Selon l’écrivain Mikhaïl Chichkine : “L’empire russe va se désintégrer, et l’après-Poutine sera violent”
Pour le grand écrivain russe, opposant au régime, “une guerre civile dure depuis plus de deux siècles” en Russie. Optimiste pour l’Ukraine, il se montre très pessimiste quant à l’avenir démocratique de son pays.

“Quand, dans son propre pays, Vladimir Poutine [ici, lors du défilé militaire du 9 mai 2023, à Moscou] raconte des contre-vérités, tout le monde sait qu’il ment, et lui-même sait que tout le monde le sait, mais ses électeurs acceptent ses fabulations”, regrette Mikhaïl Chichkine. (Photo by The Kremlin Moscow)
Victime du stalinisme, son grand-père a été déporté par le régime soviétique dans un chantier de construction ferroviaire, où il est mort. Sous-marinier, son père a été un héros de la Grande Guerre patriotique. Romancier récompensé par les plus prestigieux prix littéraires russes (prix Booker russe, prix Bolchaïa Kniga), Mikhaïl Chichkine a, lui, refusé, en 2013, de représenter son pays lors d’une grande foire internationale du livre, avant de dénoncer virulemment l’annexion de la Crimée.
Les éditions Noir sur blanc publient La Paix ou la Guerre*, recueil de textes d’une puissance rare, initialement paru en allemand en 2019, et dans lequel l’écrivain de 62 ans, qui vit en Suisse, raconte, à destination des lecteurs occidentaux, les fondements de la guerre actuelle. Pourquoi tant d’incompréhension entre l’Occident et la Russie depuis des siècles, au point d’avoir chez nous fantasmé une supposée “âme russe”? Pourquoi ces rendez-vous manqués avec la démocratie ? Dans un grand entretien accordé à L’Express, Mikhaïl Chichkine analyse la culture du mensonge qui règne selon lui dans son pays, explique comment Poutine s’est imposé en nouveau “tsar” et craint un avenir très sombre en Russie le jour où ce dernier quittera le Kremlin “d’une façon ou d’une autre”…
L’Express : Pour comprendre la Russie, il faut selon vous d’abord réaliser à quel point le mensonge est prédominant dans l’histoire et la société russe. “La ‘vérité russe’ est un mensonge sans fin”, écrivez-vous. Vraiment ?

- _Énoncé_: Traduisez en anglais cette phrase de l'extrait sur Mikhaïl Chichkine : « Sous-marinier, son père a été un héros de la Grande Guerre patriotique. »

- _Contenu des données_:
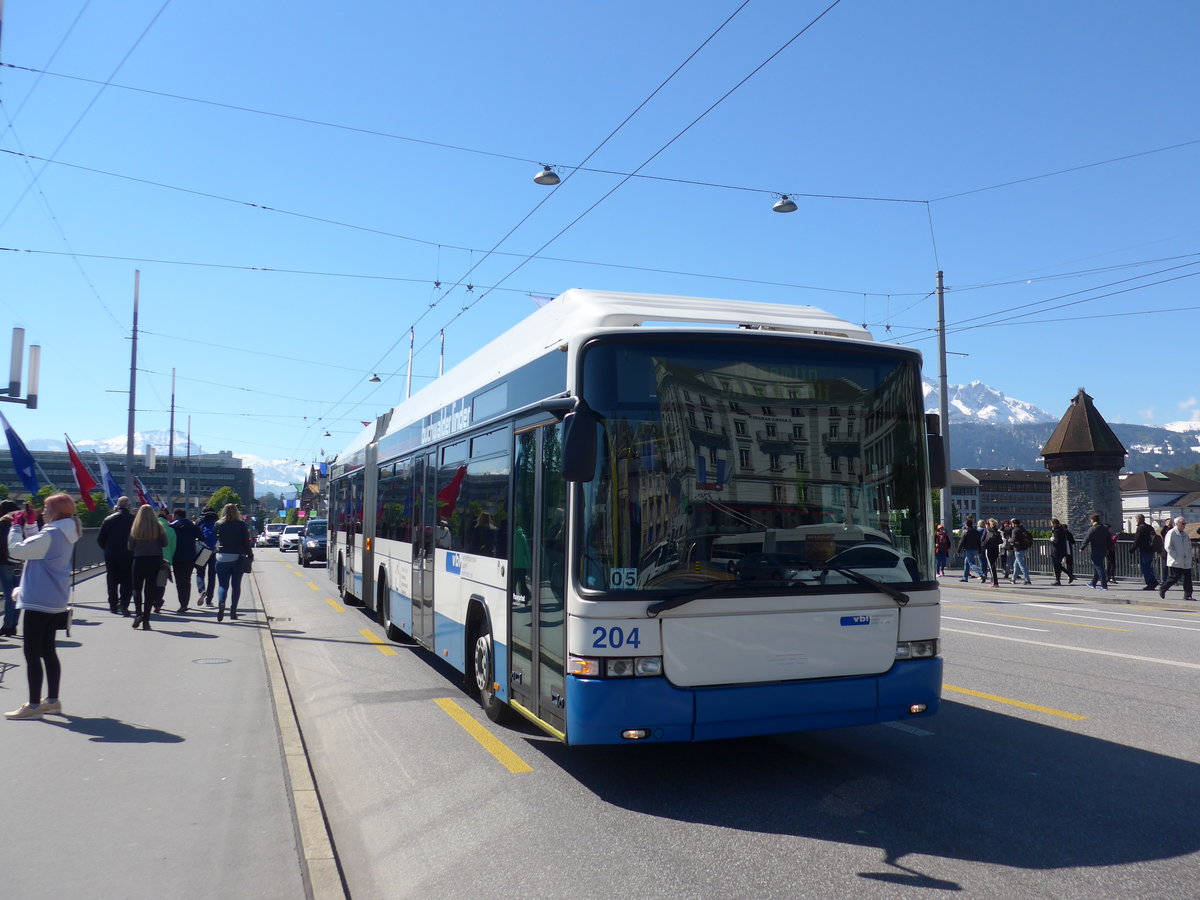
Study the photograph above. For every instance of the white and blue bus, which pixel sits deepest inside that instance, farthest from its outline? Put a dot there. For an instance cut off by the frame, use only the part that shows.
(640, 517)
---
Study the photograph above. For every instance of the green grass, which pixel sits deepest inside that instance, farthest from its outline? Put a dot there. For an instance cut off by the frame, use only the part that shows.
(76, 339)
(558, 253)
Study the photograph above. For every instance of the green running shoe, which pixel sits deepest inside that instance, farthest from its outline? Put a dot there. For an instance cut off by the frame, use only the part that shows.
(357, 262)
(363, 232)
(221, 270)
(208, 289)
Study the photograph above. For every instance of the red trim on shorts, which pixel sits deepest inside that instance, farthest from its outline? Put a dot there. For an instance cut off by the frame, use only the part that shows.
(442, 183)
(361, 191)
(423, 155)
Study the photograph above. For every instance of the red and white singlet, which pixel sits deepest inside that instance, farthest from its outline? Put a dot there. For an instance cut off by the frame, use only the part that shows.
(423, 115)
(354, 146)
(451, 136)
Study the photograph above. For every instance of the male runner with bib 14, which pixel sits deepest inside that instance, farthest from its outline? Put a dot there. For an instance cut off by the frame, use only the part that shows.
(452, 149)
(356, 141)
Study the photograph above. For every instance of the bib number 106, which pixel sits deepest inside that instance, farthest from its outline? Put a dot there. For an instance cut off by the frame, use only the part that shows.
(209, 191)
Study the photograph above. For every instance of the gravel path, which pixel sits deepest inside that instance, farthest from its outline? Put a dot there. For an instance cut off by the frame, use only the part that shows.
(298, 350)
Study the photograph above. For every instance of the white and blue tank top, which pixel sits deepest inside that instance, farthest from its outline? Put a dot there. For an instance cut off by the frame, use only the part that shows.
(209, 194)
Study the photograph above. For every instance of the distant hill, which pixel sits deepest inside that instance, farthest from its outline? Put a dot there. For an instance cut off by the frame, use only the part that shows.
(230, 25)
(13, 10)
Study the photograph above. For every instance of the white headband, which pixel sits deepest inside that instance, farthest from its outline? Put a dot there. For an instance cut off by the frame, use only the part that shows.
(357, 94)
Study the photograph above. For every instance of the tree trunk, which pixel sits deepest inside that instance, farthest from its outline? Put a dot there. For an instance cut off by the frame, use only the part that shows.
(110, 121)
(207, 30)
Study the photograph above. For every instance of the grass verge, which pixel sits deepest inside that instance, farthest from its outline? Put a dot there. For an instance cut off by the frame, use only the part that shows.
==
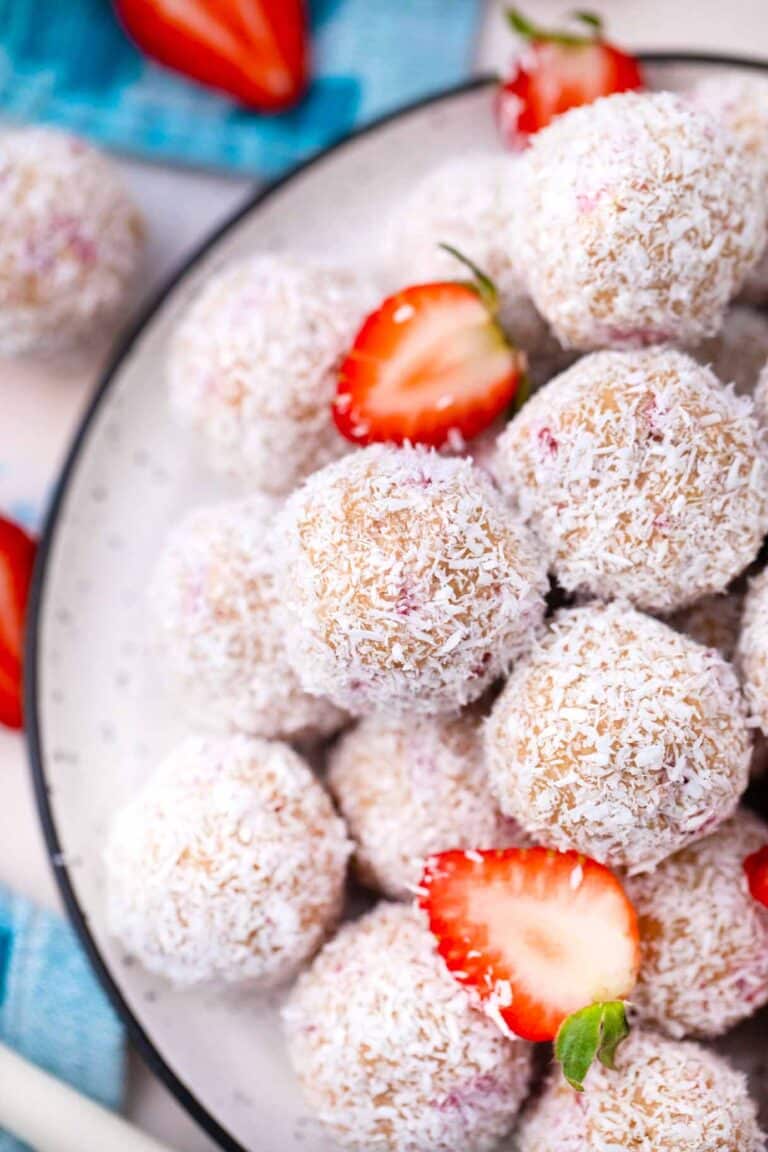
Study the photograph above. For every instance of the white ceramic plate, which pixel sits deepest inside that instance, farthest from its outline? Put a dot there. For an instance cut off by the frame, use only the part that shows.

- _Réponse correcte_: A submariner, his father was a hero of the Great Patriotic War.